**WHAT THE TASK REQUIRES:** Convert every line of the entries below into a JSON list of strings, one string per line, omitting blank lines.

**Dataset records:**
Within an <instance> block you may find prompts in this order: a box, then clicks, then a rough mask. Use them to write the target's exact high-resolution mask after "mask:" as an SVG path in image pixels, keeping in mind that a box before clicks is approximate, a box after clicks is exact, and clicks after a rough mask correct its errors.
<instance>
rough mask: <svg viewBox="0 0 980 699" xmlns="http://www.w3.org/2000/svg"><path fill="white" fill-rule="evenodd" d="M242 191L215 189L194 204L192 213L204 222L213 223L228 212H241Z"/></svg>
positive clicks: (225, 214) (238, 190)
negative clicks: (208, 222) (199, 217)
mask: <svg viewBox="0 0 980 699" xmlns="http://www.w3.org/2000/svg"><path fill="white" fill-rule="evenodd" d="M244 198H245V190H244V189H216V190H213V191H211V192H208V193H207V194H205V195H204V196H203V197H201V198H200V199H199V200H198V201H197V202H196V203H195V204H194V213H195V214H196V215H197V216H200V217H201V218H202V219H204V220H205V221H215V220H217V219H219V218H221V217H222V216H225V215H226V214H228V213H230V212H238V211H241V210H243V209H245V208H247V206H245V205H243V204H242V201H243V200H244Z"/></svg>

**EXERCISE ANSWER:**
[
  "Within an <instance> block you may find prompts in this order: a box, then clicks, then a rough mask. Use them to write the target's exact high-resolution mask after \"mask:\" as an SVG path in image pixels, keeping in mind that a box before clicks is approximate, a box after clicks is exact, and clicks after a rough mask correct its errors.",
  "<instance>",
  "rough mask: <svg viewBox=\"0 0 980 699\" xmlns=\"http://www.w3.org/2000/svg\"><path fill=\"white\" fill-rule=\"evenodd\" d=\"M242 191L215 189L194 204L192 213L204 222L213 223L228 212H241Z\"/></svg>",
  "positive clicks: (225, 214) (238, 190)",
  "negative clicks: (208, 222) (199, 217)",
  "mask: <svg viewBox=\"0 0 980 699\" xmlns=\"http://www.w3.org/2000/svg\"><path fill=\"white\" fill-rule=\"evenodd\" d=\"M244 198H245V190H244V189H216V190H213V191H211V192H208V193H207V194H205V195H204V196H203V197H201V198H200V199H199V200H198V201H197V202H196V203H195V204H194V213H195V214H196V215H197V216H200V217H201V218H202V219H204V220H205V221H215V220H217V219H219V218H221V217H222V216H225V215H226V214H228V213H230V212H238V211H241V210H243V209H245V208H247V206H245V205H243V204H242V201H243V200H244Z\"/></svg>"
]